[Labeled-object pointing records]
▬▬▬
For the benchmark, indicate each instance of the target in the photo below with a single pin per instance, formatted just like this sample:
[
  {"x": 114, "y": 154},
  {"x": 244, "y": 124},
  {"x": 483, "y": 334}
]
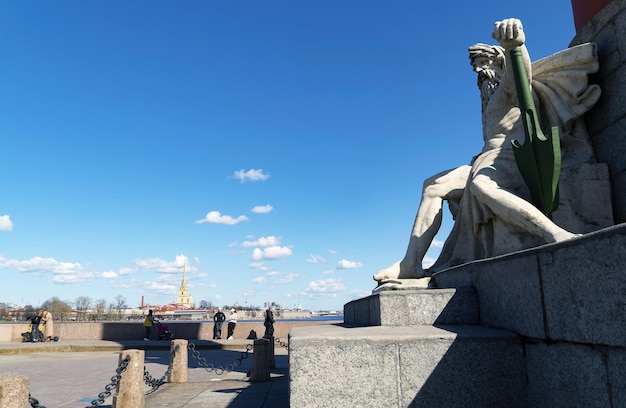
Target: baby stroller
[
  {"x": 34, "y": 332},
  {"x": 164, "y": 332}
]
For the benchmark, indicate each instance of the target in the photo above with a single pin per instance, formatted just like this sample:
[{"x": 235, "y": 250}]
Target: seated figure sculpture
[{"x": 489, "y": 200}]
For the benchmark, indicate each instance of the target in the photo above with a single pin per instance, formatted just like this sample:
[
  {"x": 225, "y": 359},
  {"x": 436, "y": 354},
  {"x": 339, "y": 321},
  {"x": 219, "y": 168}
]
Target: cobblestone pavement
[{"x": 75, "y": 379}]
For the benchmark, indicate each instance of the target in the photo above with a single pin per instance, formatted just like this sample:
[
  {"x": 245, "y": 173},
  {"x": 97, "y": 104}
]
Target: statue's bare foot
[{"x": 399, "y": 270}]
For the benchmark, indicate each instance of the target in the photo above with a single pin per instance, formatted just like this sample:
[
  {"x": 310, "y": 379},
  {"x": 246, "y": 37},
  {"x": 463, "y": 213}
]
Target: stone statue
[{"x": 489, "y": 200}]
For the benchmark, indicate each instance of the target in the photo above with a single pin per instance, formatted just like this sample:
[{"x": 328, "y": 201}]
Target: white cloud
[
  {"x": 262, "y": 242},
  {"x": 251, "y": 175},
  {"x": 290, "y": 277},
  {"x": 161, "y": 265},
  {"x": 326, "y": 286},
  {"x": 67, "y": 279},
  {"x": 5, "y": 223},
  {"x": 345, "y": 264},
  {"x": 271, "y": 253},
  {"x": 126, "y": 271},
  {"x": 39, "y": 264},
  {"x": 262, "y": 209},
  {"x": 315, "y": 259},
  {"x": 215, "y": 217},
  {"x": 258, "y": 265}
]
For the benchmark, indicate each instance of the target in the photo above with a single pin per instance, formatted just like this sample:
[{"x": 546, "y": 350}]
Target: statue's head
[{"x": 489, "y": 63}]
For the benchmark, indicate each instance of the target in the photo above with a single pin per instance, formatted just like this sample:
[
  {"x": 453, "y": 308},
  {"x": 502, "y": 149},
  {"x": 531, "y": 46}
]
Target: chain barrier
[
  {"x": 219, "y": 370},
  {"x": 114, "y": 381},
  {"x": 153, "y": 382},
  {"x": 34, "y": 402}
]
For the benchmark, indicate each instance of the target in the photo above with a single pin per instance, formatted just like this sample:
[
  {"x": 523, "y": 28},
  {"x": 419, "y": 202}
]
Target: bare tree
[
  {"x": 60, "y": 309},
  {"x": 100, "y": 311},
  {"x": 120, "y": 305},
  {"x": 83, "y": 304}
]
▬▬▬
> **PROBLEM REQUIREMENTS**:
Find each line in the records above that contains the word "statue" and copy those lines out. Case counts.

> **FULL ANSWER**:
Target: statue's bare foot
Target: stone statue
Target: statue's head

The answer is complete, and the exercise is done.